• _What is required_
Write out the stretch of items below from the line containing "Two rules. Place a point on every instance of the denim" through the line containing "(1158, 276)", character for character and including both of those lines, with nothing else.

• _Dataset extract_
- - -
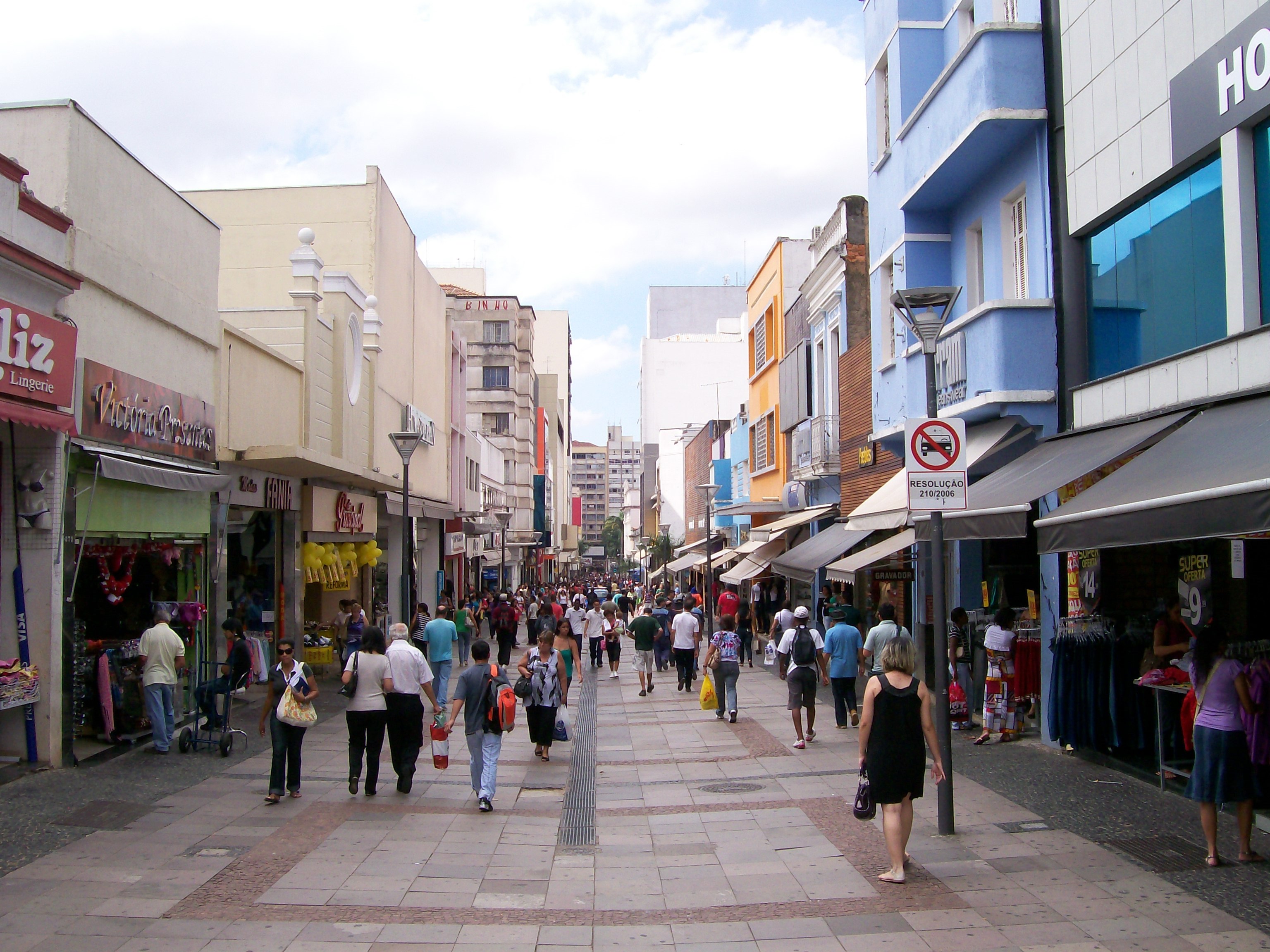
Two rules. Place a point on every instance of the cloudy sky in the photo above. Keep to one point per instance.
- - -
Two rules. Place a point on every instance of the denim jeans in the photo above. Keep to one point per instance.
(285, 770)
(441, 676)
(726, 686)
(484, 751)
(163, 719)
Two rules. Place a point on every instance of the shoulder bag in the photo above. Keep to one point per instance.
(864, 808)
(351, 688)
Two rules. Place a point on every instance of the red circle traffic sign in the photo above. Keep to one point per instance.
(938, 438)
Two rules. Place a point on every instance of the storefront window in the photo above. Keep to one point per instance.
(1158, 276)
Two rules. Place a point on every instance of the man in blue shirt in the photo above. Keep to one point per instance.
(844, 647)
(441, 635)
- - -
• _Task solution_
Two rules. Place a point on every instance of the denim jeans in the photo above. Keep to one point per instance.
(285, 770)
(441, 676)
(726, 686)
(484, 751)
(163, 719)
Two rules. Place a point on every instance of the shoulder bag in the photo above. Keep to one point per instance.
(864, 808)
(351, 688)
Two rules. Place a point on every instance of the red circle traffic sign in the photo above. Keep to one point per instance.
(938, 438)
Two rules. Place a point on every instance of the storefront window in the photo above. Keep to one point per instance.
(1158, 276)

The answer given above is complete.